» **Task requirements**
Every record must be written out once more, with nothing added or omitted.

- - - - -

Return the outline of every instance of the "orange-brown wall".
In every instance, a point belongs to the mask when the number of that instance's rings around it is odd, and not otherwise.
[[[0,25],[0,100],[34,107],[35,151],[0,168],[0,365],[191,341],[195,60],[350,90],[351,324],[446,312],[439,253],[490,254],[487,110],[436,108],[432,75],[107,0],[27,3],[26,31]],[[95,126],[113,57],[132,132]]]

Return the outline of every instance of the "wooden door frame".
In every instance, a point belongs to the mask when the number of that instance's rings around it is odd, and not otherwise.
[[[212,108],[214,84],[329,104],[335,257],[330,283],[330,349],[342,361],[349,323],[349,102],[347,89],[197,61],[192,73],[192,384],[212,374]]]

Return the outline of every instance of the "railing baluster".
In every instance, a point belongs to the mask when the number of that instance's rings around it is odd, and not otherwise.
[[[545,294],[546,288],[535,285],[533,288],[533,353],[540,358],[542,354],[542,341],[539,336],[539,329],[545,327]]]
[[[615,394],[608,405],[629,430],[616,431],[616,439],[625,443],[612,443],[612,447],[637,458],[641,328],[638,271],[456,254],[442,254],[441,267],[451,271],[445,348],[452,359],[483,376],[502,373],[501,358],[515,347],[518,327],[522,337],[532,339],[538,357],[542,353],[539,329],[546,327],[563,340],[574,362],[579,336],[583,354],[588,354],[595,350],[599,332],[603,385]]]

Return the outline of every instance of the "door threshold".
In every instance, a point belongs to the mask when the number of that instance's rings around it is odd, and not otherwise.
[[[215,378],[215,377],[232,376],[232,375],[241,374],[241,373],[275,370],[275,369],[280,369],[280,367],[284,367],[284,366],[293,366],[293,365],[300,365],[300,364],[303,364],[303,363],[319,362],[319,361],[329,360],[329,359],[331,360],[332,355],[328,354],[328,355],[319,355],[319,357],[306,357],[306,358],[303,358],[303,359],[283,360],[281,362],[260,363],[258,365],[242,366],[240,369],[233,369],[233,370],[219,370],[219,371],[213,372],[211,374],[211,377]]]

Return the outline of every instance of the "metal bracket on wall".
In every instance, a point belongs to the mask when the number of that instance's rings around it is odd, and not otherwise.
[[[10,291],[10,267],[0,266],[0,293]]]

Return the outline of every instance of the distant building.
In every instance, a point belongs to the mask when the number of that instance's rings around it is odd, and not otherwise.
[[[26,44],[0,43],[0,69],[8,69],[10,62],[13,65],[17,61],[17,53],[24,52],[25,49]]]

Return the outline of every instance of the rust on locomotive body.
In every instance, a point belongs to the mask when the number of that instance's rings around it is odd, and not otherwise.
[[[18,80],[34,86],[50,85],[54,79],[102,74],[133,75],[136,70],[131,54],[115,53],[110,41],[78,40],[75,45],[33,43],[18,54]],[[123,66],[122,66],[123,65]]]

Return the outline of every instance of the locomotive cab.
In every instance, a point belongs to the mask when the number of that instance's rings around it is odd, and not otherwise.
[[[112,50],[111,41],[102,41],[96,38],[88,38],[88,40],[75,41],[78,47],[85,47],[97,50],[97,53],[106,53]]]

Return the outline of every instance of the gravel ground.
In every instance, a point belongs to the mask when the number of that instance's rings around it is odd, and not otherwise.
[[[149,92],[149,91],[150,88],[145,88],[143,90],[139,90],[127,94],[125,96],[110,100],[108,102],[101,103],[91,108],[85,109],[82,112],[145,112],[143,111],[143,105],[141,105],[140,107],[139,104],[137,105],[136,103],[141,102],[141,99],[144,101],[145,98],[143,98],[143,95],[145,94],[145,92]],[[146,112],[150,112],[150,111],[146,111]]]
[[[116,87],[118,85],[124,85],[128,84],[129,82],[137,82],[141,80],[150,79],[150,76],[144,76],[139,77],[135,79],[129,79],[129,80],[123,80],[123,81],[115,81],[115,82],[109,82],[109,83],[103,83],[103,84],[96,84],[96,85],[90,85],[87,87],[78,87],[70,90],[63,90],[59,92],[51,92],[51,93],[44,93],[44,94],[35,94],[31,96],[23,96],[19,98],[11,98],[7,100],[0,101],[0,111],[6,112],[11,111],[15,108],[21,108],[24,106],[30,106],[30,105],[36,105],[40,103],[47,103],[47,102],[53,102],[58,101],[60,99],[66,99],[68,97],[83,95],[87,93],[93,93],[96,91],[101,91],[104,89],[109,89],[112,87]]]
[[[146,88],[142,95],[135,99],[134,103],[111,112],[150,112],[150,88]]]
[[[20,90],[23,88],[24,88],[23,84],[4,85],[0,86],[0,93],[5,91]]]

- - - - -

» **Answer in full**
Return the outline of every instance of the "orange-brown wall".
In every instance, a point belongs to the mask when the number of that instance's rings around it is odd, and not otherwise.
[[[0,25],[0,100],[34,107],[35,151],[0,168],[0,365],[191,341],[195,60],[350,90],[351,324],[446,312],[439,253],[490,254],[487,110],[436,108],[432,75],[107,0],[27,3],[26,31]],[[95,126],[113,57],[132,132]]]

Return the outline of every instance of the "wooden door frame".
In every instance, a point belongs to the mask when the number of that instance's rings around it is odd, and not otherwise.
[[[212,108],[214,84],[329,104],[335,257],[330,283],[330,349],[342,361],[349,323],[349,102],[347,89],[197,61],[192,73],[192,384],[212,374]]]

Return the outline of every instance of the "railing baluster".
In every instance, a point belongs to the mask when the number of that instance's rings around it is odd, and not otherwise.
[[[545,294],[546,288],[535,285],[533,288],[533,353],[540,358],[542,354],[542,341],[539,336],[539,329],[545,327]]]
[[[615,394],[608,405],[629,430],[616,431],[616,439],[625,443],[612,443],[612,447],[637,458],[641,328],[638,271],[456,254],[442,254],[441,267],[451,271],[445,348],[452,359],[483,376],[502,373],[501,358],[515,347],[518,327],[522,337],[532,339],[538,357],[542,353],[539,329],[546,327],[563,340],[574,362],[579,336],[583,354],[588,354],[595,350],[599,332],[603,385]]]

Return the outline of every instance of the "door threshold".
In every instance, a point belongs to the mask when the number of that instance's rings around it is odd, and not otherwise.
[[[215,378],[215,377],[232,376],[232,375],[241,374],[241,373],[275,370],[275,369],[280,369],[280,367],[284,367],[284,366],[293,366],[293,365],[300,365],[300,364],[303,364],[303,363],[319,362],[319,361],[329,360],[329,359],[331,360],[332,355],[328,354],[328,355],[319,355],[319,357],[306,357],[306,358],[303,358],[303,359],[283,360],[281,362],[260,363],[258,365],[242,366],[240,369],[233,369],[233,370],[219,370],[219,371],[213,372],[211,374],[211,377]]]

Return the outline of every instance of the "metal bracket on wall".
In every instance, a point belongs to the mask when the number of that instance's rings around it is odd, and not otherwise.
[[[10,291],[10,267],[0,266],[0,293]]]

Return the outline of every instance of the distant building.
In every instance, a point belongs to the mask when the number of that instance's rings around it is odd, and not otherwise.
[[[26,44],[0,43],[0,69],[8,69],[10,62],[13,65],[17,61],[17,53],[24,52],[25,49]]]

Return the outline of every instance of the rust on locomotive body.
In every instance, a point belongs to the mask when the number of that instance's rings around it is odd, and not otherwise.
[[[18,80],[34,86],[50,85],[54,79],[102,74],[133,75],[136,70],[131,54],[115,53],[110,41],[78,40],[75,45],[33,43],[18,54]],[[123,66],[122,66],[123,65]]]

Return the outline of every instance of the locomotive cab.
In every instance, a point belongs to the mask when the number of that instance's rings around it is odd, and not otherwise.
[[[112,50],[111,41],[102,41],[96,38],[88,38],[88,40],[75,41],[78,47],[85,47],[97,50],[97,53],[106,53]]]

Return the outline of every instance of the gravel ground.
In every instance, a point belongs to the mask when the number of that instance's rings around it is odd, and not otherwise.
[[[149,92],[149,91],[150,88],[145,88],[143,90],[139,90],[127,94],[125,96],[110,100],[108,102],[101,103],[91,108],[85,109],[82,112],[145,112],[143,111],[143,105],[141,105],[140,107],[139,104],[137,105],[136,103],[141,102],[141,99],[144,101],[145,98],[143,98],[143,95],[145,94],[145,92]],[[146,112],[150,112],[150,111],[146,111]]]
[[[116,87],[118,85],[124,85],[128,84],[129,82],[137,82],[141,80],[150,79],[150,76],[144,76],[139,77],[135,79],[129,79],[129,80],[123,80],[123,81],[115,81],[115,82],[109,82],[109,83],[103,83],[103,84],[96,84],[96,85],[90,85],[87,87],[78,87],[70,90],[63,90],[59,92],[51,92],[51,93],[44,93],[44,94],[35,94],[31,96],[23,96],[19,98],[11,98],[7,100],[0,101],[0,111],[6,112],[11,111],[15,108],[21,108],[24,106],[30,106],[30,105],[36,105],[40,103],[47,103],[47,102],[53,102],[58,101],[60,99],[66,99],[68,97],[83,95],[87,93],[93,93],[96,91],[101,91],[104,89],[109,89],[112,87]]]
[[[146,88],[142,95],[135,99],[134,103],[111,112],[150,112],[150,88]]]
[[[20,90],[23,88],[24,88],[23,84],[4,85],[0,86],[0,93],[5,91]]]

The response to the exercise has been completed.